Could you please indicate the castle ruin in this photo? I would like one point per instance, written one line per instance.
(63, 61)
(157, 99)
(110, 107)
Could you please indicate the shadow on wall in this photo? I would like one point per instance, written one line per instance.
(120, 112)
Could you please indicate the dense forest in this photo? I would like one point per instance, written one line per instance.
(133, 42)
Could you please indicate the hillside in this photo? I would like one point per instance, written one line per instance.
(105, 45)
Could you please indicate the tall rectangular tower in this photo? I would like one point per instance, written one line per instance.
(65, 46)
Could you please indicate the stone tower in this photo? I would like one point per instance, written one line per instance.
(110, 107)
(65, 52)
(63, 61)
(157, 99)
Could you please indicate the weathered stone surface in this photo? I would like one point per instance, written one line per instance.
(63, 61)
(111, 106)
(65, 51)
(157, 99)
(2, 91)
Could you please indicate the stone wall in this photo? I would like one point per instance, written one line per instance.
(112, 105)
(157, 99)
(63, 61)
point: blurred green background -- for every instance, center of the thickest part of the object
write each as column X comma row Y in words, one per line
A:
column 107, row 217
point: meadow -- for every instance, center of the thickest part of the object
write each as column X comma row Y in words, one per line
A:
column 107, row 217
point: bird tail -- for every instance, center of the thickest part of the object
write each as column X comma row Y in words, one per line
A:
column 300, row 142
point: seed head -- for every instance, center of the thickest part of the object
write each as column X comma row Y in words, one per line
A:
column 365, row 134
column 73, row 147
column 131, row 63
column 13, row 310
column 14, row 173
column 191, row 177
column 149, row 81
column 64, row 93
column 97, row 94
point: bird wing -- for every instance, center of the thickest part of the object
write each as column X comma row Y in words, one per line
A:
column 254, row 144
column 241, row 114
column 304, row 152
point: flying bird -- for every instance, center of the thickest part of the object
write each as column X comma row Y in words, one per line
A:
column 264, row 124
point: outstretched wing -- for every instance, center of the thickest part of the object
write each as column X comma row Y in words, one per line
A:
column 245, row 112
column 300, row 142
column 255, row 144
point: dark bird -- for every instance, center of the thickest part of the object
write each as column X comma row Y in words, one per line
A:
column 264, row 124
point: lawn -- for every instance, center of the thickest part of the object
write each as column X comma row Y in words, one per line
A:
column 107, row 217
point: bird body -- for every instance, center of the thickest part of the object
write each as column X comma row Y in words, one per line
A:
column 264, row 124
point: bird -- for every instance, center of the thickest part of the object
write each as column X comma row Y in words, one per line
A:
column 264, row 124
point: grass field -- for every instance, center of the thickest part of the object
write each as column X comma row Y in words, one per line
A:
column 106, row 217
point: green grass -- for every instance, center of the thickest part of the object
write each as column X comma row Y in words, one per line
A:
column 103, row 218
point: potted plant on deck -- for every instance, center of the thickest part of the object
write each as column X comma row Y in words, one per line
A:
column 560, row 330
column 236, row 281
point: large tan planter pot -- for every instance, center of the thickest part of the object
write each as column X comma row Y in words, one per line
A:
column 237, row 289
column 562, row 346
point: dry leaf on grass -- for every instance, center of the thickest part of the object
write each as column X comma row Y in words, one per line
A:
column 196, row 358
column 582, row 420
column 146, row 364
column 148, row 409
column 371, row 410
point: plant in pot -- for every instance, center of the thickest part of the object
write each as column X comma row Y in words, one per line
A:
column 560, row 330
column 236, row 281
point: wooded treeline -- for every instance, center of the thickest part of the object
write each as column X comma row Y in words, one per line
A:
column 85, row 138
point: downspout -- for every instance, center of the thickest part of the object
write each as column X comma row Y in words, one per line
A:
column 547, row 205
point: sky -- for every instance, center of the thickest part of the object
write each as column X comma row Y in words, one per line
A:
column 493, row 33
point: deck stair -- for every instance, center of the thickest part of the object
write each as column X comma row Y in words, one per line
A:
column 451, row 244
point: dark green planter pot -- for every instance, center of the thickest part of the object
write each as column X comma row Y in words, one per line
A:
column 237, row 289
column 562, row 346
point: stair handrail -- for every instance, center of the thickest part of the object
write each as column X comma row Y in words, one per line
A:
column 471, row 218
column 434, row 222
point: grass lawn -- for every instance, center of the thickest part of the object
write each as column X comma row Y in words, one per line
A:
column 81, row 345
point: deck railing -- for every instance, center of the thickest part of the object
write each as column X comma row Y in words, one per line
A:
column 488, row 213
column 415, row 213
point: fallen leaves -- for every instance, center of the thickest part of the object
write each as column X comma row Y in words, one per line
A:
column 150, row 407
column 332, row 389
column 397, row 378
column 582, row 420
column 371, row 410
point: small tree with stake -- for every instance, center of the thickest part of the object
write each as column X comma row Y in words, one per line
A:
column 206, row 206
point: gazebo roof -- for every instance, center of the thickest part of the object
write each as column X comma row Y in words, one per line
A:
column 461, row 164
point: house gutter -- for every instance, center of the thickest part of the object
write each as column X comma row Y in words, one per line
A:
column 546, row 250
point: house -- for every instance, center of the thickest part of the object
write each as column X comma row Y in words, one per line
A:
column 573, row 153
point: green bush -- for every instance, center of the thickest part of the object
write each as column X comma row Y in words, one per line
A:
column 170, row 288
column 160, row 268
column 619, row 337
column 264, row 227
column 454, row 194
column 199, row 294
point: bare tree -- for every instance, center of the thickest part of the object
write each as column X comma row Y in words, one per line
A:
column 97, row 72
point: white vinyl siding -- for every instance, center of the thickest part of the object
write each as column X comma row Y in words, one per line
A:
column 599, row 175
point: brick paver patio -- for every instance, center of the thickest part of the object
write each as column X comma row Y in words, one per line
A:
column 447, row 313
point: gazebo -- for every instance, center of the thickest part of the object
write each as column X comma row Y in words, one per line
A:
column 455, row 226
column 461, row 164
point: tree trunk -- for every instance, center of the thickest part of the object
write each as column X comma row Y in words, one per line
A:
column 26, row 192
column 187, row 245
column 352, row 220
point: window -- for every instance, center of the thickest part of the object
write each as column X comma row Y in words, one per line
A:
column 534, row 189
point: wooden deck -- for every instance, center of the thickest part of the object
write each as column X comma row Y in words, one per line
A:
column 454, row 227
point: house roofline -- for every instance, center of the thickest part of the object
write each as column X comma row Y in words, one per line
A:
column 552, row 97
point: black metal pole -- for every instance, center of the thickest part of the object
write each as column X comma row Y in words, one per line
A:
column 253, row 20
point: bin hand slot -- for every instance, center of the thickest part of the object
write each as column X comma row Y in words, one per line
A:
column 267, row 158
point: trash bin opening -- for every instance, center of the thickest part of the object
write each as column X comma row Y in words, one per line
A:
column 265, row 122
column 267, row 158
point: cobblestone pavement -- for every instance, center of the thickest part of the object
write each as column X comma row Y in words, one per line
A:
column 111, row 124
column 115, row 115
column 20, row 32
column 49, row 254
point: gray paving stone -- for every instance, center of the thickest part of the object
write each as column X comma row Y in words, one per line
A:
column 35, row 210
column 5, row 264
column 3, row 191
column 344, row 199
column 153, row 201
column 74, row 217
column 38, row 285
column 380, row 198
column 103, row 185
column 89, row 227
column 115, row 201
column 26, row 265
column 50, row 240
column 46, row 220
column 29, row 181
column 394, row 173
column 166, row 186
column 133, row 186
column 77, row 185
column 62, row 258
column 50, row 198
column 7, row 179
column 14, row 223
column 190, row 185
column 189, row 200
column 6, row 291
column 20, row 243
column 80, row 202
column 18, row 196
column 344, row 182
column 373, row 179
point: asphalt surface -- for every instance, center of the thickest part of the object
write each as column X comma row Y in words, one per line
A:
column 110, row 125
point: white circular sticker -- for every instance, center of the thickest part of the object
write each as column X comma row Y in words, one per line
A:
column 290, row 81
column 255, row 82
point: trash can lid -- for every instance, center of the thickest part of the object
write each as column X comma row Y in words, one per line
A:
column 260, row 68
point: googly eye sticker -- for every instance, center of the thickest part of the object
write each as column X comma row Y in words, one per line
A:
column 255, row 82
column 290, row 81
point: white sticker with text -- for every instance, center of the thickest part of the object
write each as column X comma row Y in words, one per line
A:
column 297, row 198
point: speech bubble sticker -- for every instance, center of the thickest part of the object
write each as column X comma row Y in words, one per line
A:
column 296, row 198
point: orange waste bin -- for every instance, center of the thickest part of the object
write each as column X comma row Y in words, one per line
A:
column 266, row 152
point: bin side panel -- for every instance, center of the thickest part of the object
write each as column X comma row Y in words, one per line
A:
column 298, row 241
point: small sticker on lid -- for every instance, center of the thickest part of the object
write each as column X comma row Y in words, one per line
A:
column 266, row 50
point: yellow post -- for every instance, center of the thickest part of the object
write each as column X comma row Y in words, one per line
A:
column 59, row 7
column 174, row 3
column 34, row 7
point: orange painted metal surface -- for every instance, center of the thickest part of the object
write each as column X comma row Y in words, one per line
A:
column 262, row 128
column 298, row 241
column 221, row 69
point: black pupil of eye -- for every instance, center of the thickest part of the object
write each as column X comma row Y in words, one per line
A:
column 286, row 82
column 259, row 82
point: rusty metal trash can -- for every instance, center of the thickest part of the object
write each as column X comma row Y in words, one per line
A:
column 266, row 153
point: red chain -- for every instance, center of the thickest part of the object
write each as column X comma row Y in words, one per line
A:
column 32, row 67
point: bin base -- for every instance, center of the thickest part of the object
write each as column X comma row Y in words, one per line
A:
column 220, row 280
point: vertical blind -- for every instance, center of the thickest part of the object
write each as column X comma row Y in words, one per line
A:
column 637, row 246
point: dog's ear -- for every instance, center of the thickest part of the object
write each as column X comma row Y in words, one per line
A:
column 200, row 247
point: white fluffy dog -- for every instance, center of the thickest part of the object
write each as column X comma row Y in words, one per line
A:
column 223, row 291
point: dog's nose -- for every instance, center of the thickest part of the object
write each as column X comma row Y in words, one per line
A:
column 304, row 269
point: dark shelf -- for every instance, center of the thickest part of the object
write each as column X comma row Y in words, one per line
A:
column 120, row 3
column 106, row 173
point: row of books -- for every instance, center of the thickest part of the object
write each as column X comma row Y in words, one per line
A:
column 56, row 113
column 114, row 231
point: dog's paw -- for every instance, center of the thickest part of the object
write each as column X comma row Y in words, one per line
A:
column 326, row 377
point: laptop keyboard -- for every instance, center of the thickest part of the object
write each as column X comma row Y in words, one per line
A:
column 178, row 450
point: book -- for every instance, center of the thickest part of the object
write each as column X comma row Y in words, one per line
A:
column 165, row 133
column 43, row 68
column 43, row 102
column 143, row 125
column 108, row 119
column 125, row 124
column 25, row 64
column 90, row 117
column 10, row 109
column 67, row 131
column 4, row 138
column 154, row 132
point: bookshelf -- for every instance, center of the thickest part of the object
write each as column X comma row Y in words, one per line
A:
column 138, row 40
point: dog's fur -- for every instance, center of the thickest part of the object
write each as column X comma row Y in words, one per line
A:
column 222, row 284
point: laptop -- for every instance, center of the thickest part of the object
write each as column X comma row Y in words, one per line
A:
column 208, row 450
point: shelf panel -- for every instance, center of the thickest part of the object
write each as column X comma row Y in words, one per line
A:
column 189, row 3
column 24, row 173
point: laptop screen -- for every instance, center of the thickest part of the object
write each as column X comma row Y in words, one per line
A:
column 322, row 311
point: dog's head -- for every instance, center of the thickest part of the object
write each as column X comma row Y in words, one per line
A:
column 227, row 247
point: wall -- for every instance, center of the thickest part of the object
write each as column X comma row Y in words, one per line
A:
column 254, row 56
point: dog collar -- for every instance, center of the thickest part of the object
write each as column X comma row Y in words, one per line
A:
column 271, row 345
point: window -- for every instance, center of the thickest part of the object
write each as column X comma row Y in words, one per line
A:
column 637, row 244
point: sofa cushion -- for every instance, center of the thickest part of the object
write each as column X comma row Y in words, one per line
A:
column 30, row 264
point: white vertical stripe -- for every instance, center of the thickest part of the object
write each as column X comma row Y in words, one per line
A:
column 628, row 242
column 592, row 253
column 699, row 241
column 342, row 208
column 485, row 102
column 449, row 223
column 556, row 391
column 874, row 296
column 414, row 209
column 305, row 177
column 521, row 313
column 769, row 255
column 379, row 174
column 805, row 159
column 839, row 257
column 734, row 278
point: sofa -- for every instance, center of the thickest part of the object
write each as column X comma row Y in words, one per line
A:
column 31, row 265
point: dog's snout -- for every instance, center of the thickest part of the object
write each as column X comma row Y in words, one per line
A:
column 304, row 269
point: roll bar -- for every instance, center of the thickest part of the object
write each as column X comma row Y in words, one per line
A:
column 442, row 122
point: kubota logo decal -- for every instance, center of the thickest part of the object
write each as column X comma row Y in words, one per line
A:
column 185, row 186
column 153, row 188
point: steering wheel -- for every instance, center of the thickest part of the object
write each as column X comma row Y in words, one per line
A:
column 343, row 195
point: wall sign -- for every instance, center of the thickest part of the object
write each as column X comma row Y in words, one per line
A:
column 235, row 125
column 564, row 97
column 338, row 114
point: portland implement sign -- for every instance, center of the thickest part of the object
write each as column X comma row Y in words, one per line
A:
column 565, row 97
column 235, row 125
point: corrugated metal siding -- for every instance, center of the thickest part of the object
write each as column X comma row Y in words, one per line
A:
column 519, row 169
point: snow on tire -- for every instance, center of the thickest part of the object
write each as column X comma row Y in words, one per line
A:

**PROBLEM TO SOLVE:**
Every line that contains the string "vertical" should be copied from the records.

**ANSWER TO THE EXERCISE:**
point: vertical blind -- for every instance, center of the thickest part of the object
point: white vertical stripe -- for every instance, center of the thickest part of the object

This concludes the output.